▸ **ACTIVITY**
Pick out every line in the rows below that contains the string "pixels", and copy each one. Case counts.
Top of EXERCISE DATA
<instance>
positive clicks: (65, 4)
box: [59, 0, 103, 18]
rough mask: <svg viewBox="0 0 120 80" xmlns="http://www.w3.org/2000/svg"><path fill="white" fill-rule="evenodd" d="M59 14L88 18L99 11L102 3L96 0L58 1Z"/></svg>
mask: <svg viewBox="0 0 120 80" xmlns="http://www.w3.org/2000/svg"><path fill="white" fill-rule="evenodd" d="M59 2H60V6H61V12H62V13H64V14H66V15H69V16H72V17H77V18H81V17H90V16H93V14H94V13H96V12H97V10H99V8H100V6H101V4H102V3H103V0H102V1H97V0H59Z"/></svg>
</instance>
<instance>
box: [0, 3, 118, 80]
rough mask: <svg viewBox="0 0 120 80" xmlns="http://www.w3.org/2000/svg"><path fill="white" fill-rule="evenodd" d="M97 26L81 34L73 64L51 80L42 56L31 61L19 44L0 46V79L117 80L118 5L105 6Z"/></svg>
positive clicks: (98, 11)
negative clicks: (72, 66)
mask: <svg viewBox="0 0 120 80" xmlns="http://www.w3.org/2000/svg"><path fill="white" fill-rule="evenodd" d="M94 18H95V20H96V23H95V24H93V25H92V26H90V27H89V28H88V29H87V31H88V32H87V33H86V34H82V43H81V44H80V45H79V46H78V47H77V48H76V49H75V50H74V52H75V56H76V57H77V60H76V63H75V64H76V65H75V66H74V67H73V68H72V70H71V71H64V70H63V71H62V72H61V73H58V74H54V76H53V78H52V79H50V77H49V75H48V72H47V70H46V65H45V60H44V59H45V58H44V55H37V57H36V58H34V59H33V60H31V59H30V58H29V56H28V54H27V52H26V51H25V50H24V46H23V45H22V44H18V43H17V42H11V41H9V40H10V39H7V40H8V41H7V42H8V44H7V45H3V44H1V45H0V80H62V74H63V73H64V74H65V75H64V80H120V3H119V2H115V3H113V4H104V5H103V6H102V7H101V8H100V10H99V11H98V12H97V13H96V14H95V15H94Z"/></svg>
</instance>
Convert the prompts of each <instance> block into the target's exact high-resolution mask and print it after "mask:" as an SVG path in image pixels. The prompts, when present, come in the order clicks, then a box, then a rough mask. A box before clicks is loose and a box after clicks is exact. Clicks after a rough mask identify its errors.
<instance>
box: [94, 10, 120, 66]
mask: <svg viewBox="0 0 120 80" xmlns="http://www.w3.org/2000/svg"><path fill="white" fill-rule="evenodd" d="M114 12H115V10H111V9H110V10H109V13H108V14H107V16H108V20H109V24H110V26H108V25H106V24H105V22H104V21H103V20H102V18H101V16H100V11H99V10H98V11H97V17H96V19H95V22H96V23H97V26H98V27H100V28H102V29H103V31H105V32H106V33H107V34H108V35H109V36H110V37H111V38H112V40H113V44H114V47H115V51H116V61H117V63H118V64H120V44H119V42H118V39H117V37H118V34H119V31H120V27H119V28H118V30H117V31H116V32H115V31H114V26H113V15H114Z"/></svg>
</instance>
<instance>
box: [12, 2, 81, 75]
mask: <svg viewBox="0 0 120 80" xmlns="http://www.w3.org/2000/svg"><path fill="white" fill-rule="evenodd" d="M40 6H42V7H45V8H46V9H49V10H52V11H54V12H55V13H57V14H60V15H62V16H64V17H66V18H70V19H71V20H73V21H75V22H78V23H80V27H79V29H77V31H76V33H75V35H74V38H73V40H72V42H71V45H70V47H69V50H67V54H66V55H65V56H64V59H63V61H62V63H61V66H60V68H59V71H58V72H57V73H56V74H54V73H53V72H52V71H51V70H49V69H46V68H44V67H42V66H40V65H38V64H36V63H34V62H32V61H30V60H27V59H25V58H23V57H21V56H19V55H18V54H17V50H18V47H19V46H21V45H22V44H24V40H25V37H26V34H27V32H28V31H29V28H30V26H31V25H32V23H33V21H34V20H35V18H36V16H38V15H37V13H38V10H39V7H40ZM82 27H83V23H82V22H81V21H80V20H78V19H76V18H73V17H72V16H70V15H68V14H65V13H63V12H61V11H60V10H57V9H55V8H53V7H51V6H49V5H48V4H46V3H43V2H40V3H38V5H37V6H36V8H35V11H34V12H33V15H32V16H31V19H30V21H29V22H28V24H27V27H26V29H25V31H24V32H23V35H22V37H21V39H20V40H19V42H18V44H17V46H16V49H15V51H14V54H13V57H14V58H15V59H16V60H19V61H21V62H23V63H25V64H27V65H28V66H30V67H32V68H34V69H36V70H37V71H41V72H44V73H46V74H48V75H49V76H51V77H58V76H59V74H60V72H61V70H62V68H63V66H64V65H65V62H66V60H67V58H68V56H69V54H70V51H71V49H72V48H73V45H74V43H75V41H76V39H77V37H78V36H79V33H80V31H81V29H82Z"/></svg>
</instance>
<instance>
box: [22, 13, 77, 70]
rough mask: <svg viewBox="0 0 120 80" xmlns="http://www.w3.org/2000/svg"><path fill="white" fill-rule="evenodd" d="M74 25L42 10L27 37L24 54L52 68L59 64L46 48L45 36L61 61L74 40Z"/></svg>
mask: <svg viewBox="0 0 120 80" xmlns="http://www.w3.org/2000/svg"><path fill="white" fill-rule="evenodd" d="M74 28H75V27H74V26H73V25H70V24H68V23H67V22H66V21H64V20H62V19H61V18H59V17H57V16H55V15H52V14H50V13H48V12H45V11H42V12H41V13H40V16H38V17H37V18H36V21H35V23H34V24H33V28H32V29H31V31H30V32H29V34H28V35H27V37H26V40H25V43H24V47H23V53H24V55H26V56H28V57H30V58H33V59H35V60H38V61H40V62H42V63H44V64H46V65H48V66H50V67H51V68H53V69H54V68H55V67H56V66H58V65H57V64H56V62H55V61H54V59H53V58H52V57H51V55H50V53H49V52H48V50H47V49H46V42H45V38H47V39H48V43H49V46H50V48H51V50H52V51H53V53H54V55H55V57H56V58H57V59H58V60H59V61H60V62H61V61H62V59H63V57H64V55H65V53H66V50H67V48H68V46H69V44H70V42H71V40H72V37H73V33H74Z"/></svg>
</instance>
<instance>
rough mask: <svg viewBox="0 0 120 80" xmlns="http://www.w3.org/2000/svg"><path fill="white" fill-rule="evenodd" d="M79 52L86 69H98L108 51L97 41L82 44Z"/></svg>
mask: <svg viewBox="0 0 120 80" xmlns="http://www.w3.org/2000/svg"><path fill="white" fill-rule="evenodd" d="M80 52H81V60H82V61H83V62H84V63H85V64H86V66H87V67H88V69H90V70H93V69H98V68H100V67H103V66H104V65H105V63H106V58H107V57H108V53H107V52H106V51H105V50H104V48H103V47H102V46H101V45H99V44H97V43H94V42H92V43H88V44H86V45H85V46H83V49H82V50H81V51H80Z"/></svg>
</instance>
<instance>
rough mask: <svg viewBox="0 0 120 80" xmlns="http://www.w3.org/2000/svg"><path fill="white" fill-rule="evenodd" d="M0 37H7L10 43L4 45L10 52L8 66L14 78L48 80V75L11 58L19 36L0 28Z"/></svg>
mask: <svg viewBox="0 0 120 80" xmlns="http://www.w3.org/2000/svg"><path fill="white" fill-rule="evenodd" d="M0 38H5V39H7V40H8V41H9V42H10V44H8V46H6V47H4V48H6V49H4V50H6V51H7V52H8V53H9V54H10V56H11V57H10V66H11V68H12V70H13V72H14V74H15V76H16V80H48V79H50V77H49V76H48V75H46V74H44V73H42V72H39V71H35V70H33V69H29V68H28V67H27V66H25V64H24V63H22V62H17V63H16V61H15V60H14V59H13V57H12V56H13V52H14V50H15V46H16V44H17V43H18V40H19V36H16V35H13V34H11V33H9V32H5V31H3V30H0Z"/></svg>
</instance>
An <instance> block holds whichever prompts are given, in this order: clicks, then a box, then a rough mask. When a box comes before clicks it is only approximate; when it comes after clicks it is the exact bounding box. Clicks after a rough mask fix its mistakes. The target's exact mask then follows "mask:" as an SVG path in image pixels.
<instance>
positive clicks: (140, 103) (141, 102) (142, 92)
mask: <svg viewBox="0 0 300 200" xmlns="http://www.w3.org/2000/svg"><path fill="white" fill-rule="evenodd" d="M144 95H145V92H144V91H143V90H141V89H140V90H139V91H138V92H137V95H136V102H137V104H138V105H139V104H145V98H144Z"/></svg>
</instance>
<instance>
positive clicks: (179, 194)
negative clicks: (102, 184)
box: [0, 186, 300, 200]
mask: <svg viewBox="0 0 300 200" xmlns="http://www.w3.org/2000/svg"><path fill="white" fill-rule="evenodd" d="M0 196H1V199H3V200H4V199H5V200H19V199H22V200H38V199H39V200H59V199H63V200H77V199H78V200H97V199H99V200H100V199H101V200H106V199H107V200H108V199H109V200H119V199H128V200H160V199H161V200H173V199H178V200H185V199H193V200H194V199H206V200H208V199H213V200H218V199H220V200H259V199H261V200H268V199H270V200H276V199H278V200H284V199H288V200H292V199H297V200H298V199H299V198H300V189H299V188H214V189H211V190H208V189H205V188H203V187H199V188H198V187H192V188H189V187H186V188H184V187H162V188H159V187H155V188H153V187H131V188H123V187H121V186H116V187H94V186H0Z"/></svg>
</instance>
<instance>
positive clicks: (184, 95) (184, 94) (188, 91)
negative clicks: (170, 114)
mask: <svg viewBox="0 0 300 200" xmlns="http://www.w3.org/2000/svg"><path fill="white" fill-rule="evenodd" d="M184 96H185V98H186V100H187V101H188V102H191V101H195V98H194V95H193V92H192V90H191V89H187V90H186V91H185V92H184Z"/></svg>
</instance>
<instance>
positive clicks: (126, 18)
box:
Bottom of EXERCISE DATA
▸ **ANSWER FOR THE TASK**
Convert the prompts of each <instance> block into the target's exact high-resolution mask and print it after "mask:" as an SVG path in image pixels. The prompts, when present, come in the order clicks, then a box, then a rough mask. A box before clicks is loose and a box after clicks is exact. Clicks after a rough mask identify its errors.
An <instance> block holds whichever prompts are given, in this order: clicks, then a box, then a rough mask. When a box comes before clicks it is only approximate; when it comes after clicks it is the exact bounding box. Clicks after a rough mask fix its mistakes. The target's exact mask then follows "mask:" as an SVG path in image pixels.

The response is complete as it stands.